[Records excerpted from a collection]
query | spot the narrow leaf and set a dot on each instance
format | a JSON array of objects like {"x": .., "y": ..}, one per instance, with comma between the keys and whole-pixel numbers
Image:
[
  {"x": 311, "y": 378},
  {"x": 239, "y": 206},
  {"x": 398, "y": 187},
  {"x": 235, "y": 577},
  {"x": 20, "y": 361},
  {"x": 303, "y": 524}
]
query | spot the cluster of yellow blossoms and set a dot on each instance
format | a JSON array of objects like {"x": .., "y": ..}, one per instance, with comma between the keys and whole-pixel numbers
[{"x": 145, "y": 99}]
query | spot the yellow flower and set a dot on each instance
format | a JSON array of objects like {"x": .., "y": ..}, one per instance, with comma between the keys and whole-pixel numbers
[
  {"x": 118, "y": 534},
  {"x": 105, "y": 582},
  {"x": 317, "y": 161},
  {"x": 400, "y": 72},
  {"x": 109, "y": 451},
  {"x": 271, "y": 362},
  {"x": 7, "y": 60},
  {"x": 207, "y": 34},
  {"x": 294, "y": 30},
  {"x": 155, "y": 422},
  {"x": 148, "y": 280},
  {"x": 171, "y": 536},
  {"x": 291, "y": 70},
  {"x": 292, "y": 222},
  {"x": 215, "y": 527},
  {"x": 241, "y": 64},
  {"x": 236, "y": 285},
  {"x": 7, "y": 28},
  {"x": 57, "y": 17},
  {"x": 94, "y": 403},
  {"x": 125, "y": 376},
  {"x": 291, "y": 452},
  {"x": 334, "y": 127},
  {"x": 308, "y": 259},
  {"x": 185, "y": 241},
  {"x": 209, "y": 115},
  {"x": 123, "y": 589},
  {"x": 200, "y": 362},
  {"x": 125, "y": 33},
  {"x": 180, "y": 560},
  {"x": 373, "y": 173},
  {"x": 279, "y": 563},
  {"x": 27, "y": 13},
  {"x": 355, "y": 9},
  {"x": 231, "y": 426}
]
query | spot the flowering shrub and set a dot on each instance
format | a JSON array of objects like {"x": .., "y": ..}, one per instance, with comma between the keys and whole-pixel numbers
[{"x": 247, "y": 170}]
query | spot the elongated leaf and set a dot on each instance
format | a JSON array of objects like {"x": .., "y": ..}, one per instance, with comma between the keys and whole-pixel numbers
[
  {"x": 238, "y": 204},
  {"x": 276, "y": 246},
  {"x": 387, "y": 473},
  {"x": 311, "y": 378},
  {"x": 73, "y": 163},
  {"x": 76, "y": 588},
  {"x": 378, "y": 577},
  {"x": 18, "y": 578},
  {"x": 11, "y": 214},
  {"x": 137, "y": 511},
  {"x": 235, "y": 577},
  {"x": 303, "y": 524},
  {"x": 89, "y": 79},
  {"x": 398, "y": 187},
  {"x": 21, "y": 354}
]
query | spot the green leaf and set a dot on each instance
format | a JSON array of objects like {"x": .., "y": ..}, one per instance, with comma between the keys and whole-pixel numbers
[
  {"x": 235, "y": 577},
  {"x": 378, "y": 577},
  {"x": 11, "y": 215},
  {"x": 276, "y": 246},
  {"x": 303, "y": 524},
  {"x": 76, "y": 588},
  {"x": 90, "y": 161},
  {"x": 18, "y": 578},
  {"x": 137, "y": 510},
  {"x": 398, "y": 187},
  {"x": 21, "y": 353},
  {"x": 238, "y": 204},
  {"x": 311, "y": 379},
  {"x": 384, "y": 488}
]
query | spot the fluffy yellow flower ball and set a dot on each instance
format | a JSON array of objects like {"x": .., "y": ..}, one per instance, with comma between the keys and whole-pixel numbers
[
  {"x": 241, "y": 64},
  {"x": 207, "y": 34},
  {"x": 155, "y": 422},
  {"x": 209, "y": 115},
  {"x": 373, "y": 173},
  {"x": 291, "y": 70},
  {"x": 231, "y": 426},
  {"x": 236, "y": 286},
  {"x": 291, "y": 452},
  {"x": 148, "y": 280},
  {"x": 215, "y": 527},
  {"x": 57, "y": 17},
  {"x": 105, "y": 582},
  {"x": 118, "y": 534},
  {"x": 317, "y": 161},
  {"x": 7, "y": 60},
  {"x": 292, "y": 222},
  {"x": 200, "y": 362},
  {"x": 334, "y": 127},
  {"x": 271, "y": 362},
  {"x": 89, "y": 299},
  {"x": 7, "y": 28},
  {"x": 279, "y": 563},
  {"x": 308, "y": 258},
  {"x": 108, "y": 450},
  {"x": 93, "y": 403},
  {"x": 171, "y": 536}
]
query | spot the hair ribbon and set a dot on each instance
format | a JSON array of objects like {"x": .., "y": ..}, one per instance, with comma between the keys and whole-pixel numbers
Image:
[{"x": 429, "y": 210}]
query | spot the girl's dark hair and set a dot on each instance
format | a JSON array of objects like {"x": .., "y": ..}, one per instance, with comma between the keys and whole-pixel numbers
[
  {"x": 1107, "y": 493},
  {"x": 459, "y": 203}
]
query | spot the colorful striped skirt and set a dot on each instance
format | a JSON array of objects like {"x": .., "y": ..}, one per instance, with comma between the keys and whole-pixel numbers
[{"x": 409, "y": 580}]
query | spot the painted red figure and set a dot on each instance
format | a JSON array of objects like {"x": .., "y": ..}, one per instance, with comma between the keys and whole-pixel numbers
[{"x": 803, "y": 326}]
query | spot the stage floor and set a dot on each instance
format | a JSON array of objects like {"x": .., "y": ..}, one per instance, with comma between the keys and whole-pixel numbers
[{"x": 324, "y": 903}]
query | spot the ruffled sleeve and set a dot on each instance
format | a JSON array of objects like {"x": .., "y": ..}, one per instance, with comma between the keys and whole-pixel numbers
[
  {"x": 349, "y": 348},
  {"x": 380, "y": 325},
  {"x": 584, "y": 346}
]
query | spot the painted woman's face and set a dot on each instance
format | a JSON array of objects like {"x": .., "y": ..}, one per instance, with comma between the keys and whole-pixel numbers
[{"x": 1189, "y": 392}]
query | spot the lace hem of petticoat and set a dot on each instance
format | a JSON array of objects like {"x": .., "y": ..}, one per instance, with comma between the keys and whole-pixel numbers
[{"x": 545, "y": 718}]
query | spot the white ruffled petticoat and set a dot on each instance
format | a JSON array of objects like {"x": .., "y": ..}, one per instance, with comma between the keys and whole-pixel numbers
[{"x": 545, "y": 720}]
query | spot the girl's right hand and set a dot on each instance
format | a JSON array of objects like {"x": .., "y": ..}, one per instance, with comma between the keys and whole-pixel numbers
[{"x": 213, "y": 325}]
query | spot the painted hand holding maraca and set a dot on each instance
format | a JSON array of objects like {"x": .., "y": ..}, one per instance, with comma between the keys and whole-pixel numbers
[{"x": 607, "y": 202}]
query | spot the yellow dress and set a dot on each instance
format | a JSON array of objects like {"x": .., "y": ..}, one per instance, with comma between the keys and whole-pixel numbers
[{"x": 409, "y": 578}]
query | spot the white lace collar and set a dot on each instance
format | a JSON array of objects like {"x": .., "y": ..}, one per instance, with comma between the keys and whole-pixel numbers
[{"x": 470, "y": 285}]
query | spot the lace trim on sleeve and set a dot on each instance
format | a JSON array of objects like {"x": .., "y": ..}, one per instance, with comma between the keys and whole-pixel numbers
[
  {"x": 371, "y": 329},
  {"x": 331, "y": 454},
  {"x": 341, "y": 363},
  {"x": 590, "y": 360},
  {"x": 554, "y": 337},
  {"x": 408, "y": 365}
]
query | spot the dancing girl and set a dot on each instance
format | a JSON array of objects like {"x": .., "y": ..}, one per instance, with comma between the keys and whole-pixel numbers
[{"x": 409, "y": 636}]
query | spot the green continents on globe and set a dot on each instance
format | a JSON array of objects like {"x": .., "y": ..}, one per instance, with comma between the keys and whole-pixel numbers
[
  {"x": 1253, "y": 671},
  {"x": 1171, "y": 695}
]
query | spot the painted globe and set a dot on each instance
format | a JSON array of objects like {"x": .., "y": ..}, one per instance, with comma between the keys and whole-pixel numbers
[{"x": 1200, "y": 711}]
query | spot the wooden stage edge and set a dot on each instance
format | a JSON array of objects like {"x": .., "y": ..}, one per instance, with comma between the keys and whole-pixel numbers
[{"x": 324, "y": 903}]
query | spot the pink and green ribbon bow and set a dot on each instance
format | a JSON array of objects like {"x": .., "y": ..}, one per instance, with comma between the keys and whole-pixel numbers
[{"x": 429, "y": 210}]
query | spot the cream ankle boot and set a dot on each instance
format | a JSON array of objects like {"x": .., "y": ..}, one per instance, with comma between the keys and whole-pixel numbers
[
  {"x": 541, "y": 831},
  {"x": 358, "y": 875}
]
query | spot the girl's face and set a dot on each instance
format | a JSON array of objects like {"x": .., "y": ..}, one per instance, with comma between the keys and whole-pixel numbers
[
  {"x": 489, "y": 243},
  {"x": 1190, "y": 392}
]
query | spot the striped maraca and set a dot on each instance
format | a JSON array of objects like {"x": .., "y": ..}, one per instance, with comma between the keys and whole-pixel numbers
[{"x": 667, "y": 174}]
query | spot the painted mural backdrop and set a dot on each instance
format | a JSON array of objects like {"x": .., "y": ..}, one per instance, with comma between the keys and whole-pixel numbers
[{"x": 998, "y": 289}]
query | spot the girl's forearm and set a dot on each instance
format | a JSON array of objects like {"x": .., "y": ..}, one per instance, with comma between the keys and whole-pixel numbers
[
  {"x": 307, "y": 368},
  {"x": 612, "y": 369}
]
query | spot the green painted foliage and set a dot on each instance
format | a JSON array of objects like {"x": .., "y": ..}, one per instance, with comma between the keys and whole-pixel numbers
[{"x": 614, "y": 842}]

Job. Repeat word for word each line from the one with "query | spot the wooden" to the end of the records above, inclusive.

Problem solution.
query | spot the wooden stage edge and set a dot on each instance
format | a JSON array of objects like {"x": .., "y": ..}, one per instance, with comma between the keys and whole-pixel numbers
[{"x": 324, "y": 903}]
query | spot the pink and green ribbon bow and set a dot on each instance
format | a JSON array of objects like {"x": .., "y": ..}, one per instance, with comma between the keys and whole-pixel numbers
[{"x": 429, "y": 210}]
query | spot the cream ankle boot and set a dot on each instance
format | a JSON array of objects like {"x": .., "y": ..}, one per instance, with comma between the keys and whole-pixel numbers
[
  {"x": 541, "y": 831},
  {"x": 358, "y": 875}
]
query | spot the girl's face and set a dot on each instance
format | a JSON array of objects like {"x": .., "y": ..}, one per instance, with comma between the keys and whole-pixel numbers
[
  {"x": 489, "y": 243},
  {"x": 1190, "y": 392}
]
query | spot the striped maraca and set a dot on each instance
format | a JSON array of objects like {"x": .., "y": ..}, one per instance, with comma between the keys and whole-pixel numbers
[{"x": 667, "y": 174}]
query | spot the painted mural backdrop and set a dot on each instance
format | a JSON array of objects like {"x": .., "y": ..}, one per instance, with comma between the keys and whole-pixel numbers
[{"x": 998, "y": 289}]
query | spot the girl's forearm and set a dot on each instance
format | a JSON array of objects like {"x": .., "y": ..}, one per instance, with comma between the keys and whole-pixel numbers
[
  {"x": 307, "y": 368},
  {"x": 612, "y": 369}
]
query | spot the green painted foliage and set a dot on each instance
format | a JSON array of objects like {"x": .., "y": ..}, one per instance, with comma between the keys and whole-pixel numbers
[{"x": 614, "y": 842}]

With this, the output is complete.